» Task statement
Every entry below should be reproduced exactly, with all pictures left out.

[Extracted data entries]
------------------------------------

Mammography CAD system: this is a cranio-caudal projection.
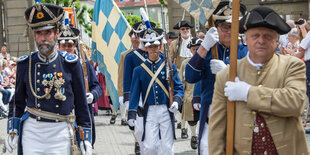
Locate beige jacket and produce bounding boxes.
[179,58,195,121]
[209,54,309,155]
[117,49,134,96]
[169,38,189,70]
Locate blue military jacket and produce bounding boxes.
[185,43,247,143]
[128,55,184,120]
[12,50,91,128]
[123,48,148,102]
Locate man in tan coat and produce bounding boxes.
[209,6,309,154]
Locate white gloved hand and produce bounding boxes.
[210,59,227,74]
[86,93,94,104]
[169,102,179,113]
[128,119,135,127]
[224,77,251,102]
[4,130,18,153]
[201,27,219,51]
[193,103,201,111]
[80,140,92,155]
[119,96,124,106]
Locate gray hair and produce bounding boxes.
[288,28,299,39]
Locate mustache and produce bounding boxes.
[38,41,54,47]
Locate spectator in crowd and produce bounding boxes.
[196,30,205,40]
[0,45,10,59]
[167,32,178,47]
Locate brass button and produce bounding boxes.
[156,91,158,93]
[258,84,262,87]
[37,104,40,107]
[37,72,41,76]
[252,111,257,115]
[226,57,229,60]
[248,138,251,142]
[37,88,40,92]
[37,117,41,120]
[260,95,264,99]
[56,119,59,122]
[56,105,59,108]
[155,86,158,88]
[53,64,56,68]
[249,124,253,129]
[37,64,40,68]
[156,102,159,104]
[37,80,40,83]
[257,71,261,75]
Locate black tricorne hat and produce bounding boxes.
[58,25,80,44]
[213,1,246,24]
[139,28,167,47]
[167,32,178,39]
[25,3,64,31]
[239,6,291,35]
[187,37,202,49]
[173,20,194,30]
[132,21,156,35]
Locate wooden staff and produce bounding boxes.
[208,15,218,59]
[80,44,90,93]
[226,0,241,154]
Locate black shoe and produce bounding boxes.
[177,122,181,129]
[181,128,188,139]
[134,142,140,155]
[121,119,128,126]
[191,136,198,149]
[110,115,117,124]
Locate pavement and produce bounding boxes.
[0,110,197,155]
[1,109,310,155]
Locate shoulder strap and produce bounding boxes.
[133,50,146,62]
[140,63,168,107]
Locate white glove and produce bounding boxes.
[86,93,94,104]
[128,119,135,127]
[193,103,201,111]
[119,96,124,105]
[201,27,219,51]
[169,102,179,113]
[224,77,251,102]
[4,129,18,153]
[210,59,227,74]
[80,140,92,155]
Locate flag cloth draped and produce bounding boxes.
[92,0,132,111]
[174,0,221,26]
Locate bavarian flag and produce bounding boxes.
[174,0,221,26]
[92,0,131,111]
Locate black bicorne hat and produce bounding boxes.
[239,6,291,35]
[173,20,194,30]
[187,37,202,49]
[213,1,246,23]
[139,28,167,47]
[58,25,80,44]
[25,3,64,31]
[132,21,156,35]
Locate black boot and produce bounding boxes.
[177,122,181,129]
[191,136,198,149]
[134,142,140,155]
[121,119,128,126]
[110,114,117,124]
[181,128,188,139]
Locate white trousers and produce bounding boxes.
[22,117,72,155]
[199,123,209,155]
[143,104,174,155]
[134,97,145,154]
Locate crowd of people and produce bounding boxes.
[2,0,310,155]
[0,45,17,119]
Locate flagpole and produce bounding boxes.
[143,0,148,16]
[226,0,241,154]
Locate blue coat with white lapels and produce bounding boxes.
[128,55,184,140]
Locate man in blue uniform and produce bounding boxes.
[58,15,103,147]
[185,1,247,154]
[123,21,156,155]
[128,27,184,155]
[4,2,92,155]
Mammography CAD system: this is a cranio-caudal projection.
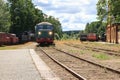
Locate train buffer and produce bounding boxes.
[0,49,61,80]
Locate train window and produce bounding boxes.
[37,25,43,29]
[47,25,53,29]
[37,25,53,30]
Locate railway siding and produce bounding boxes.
[55,43,120,72]
[39,47,120,80]
[30,49,61,80]
[35,47,80,80]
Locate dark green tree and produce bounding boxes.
[34,8,44,24]
[8,0,44,35]
[8,0,62,39]
[85,23,90,33]
[0,0,11,32]
[96,0,108,22]
[85,21,106,35]
[111,0,120,23]
[44,16,63,39]
[97,0,120,23]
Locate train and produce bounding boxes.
[87,33,99,41]
[80,33,87,41]
[80,33,106,41]
[35,22,54,45]
[0,31,35,46]
[0,32,19,46]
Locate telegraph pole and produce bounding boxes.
[108,0,111,43]
[108,0,111,25]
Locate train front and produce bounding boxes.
[35,22,54,45]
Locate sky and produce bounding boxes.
[32,0,98,31]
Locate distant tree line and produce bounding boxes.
[0,0,62,39]
[62,31,80,40]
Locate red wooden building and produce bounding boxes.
[106,23,120,44]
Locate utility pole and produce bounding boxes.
[108,0,111,43]
[108,0,111,25]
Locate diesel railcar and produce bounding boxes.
[80,34,87,41]
[35,22,54,45]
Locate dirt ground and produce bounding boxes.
[55,40,120,72]
[0,42,37,50]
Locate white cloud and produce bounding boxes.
[37,0,49,4]
[33,0,98,31]
[62,23,85,31]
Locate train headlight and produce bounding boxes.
[49,31,53,35]
[38,32,41,35]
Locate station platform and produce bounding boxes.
[0,49,60,80]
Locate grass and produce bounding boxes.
[69,50,78,53]
[55,39,80,44]
[79,51,85,54]
[69,49,85,54]
[0,42,34,50]
[0,45,18,50]
[92,53,109,60]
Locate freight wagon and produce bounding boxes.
[8,33,19,44]
[87,33,99,41]
[0,32,19,46]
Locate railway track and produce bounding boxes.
[84,46,120,56]
[38,46,120,80]
[38,47,86,80]
[64,43,120,57]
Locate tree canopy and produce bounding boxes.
[4,0,63,38]
[8,0,44,34]
[0,0,11,32]
[85,21,107,36]
[85,0,120,36]
[97,0,120,23]
[44,16,63,38]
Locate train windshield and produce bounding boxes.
[37,25,53,30]
[80,34,87,37]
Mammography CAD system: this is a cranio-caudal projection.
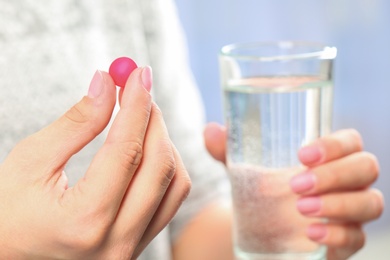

------------------------------------

» Answer to this exercise
Mammography CAD system: this is a cranio-caudal projection.
Locate beige jacket and produce bounding boxes.
[179,58,195,121]
[209,54,309,155]
[117,49,134,96]
[169,38,189,70]
Locate blue military jacket and produce bounding boxes.
[185,43,247,143]
[128,55,184,120]
[12,50,91,128]
[123,48,148,102]
Locate man in tan coat and produce bounding boxes.
[209,6,309,154]
Locate white gloved hand and produce bounding boxes.
[210,59,227,74]
[86,93,94,104]
[169,102,179,113]
[128,119,135,127]
[224,77,251,102]
[4,130,18,153]
[201,27,219,51]
[193,103,201,111]
[80,140,92,155]
[119,96,124,106]
Locate gray hair and produce bounding boxes.
[288,28,299,39]
Locate mustache and produce bounding boxes.
[38,41,54,47]
Locate spectator in crowd and produce bounding boxes.
[196,30,205,40]
[0,45,10,59]
[167,32,178,47]
Locate brass button and produce bounding boxes.
[156,91,158,93]
[258,84,262,87]
[37,104,40,107]
[37,72,41,76]
[252,111,257,115]
[226,57,229,60]
[248,138,251,142]
[37,88,40,92]
[37,117,41,120]
[260,95,264,99]
[56,119,59,122]
[56,105,59,108]
[155,86,158,88]
[53,64,56,68]
[249,124,253,129]
[37,64,40,68]
[156,102,159,104]
[37,80,40,83]
[257,71,261,75]
Locate black tricorne hat and produce bounding boxes.
[58,25,80,44]
[213,1,246,24]
[139,28,167,47]
[167,32,178,39]
[25,3,64,31]
[239,6,291,35]
[187,37,202,49]
[173,20,194,30]
[132,21,156,35]
Locate wooden staff and produce bounding boxes.
[208,15,218,59]
[80,44,90,93]
[226,0,241,154]
Locate black shoe and produce bounding boxes.
[177,122,181,129]
[181,128,188,139]
[134,142,140,155]
[121,119,128,126]
[191,136,198,149]
[110,115,117,124]
Locate pavement and produce bounding boxes.
[0,110,197,155]
[1,109,310,155]
Locate shoulder strap and produce bounding boxes.
[133,50,146,62]
[140,63,168,107]
Locate white glove and produce bounding boxes.
[86,93,94,104]
[128,119,135,127]
[193,103,201,111]
[119,96,124,105]
[201,27,219,51]
[169,102,179,113]
[224,77,251,102]
[4,129,18,153]
[210,59,227,74]
[80,140,92,155]
Locate flag cloth draped and produce bounding boxes.
[92,0,132,111]
[174,0,221,26]
Locate bavarian flag and produce bounding boxes.
[174,0,221,26]
[92,0,131,111]
Locate black bicorne hat and produce bounding boxes.
[239,6,291,35]
[173,20,194,30]
[187,37,202,49]
[213,1,246,23]
[139,28,167,47]
[58,25,80,44]
[25,3,64,31]
[132,21,156,35]
Locate black boot and produce bounding boxes.
[177,122,181,129]
[191,136,198,149]
[134,142,140,155]
[121,119,128,126]
[110,114,117,124]
[181,128,188,139]
Locate white trousers and produce bounding boxes.
[22,117,72,155]
[199,123,209,155]
[143,104,174,155]
[134,97,145,154]
Locate crowd of people and produce bounding boxes.
[2,0,310,155]
[0,45,17,119]
Locate flagpole and produce bounding boxes.
[143,0,148,16]
[226,0,241,154]
Locate blue coat with white lapels and produce bounding boxes.
[128,55,184,140]
Locate man in blue uniform and produce bounding boxes.
[58,15,103,147]
[185,1,247,154]
[123,21,156,155]
[128,27,184,155]
[4,2,92,155]
Mammography CAD system: this is a cranio-caudal projection.
Locate train buffer and produce bounding boxes.
[0,49,61,80]
Locate train window and produce bounding boxes.
[37,25,43,29]
[47,25,53,29]
[37,25,53,30]
Locate railway siding and produce bounding boxes.
[55,43,120,72]
[39,47,120,80]
[30,49,61,80]
[35,47,80,80]
Locate dark green tree and produce bounding boxes.
[34,8,44,24]
[8,0,44,35]
[8,0,62,39]
[85,23,90,33]
[0,0,11,32]
[96,0,108,22]
[85,21,106,35]
[111,0,120,23]
[44,16,63,39]
[97,0,120,23]
Locate train and produce bounding boxes.
[87,33,99,41]
[80,33,87,41]
[80,33,106,41]
[35,22,54,45]
[0,31,35,46]
[0,32,19,46]
Locate telegraph pole and produce bounding boxes.
[108,0,111,43]
[108,0,111,25]
Locate train front and produce bounding boxes.
[35,22,54,45]
Locate sky and produce bounding boxes.
[32,0,98,31]
Locate distant tree line and produce bounding boxes.
[0,0,62,39]
[62,31,80,40]
Locate red wooden building and produce bounding boxes.
[106,23,120,44]
Locate utility pole and produce bounding boxes.
[108,0,111,43]
[108,0,111,25]
Locate diesel railcar and produce bounding boxes.
[80,34,87,41]
[35,22,54,45]
Locate dirt ground and produce bounding boxes.
[55,40,120,72]
[0,42,37,50]
Locate white cloud and produce bounding boxes.
[37,0,49,4]
[33,0,98,31]
[62,23,85,31]
Locate train headlight and produce bounding boxes.
[49,31,53,35]
[38,32,41,35]
Locate station platform and produce bounding boxes.
[0,49,60,80]
Locate grass and produce bounding boxes.
[69,50,78,53]
[55,39,80,44]
[79,51,85,54]
[69,49,85,54]
[0,42,34,50]
[0,45,18,50]
[92,53,109,60]
Locate freight wagon and produce bounding boxes.
[8,33,19,44]
[87,33,99,41]
[0,32,19,46]
Locate railway track and produce bounding boxes.
[84,46,120,56]
[38,46,120,80]
[38,47,86,80]
[64,43,120,57]
Locate tree canopy and produce bounding boxes.
[4,0,63,38]
[8,0,44,34]
[0,0,11,32]
[85,21,107,36]
[85,0,120,36]
[97,0,120,23]
[44,16,63,38]
Locate train windshield and produce bounding boxes.
[37,25,53,30]
[80,34,87,37]
Mammography CAD system: this is a cranio-caudal projection.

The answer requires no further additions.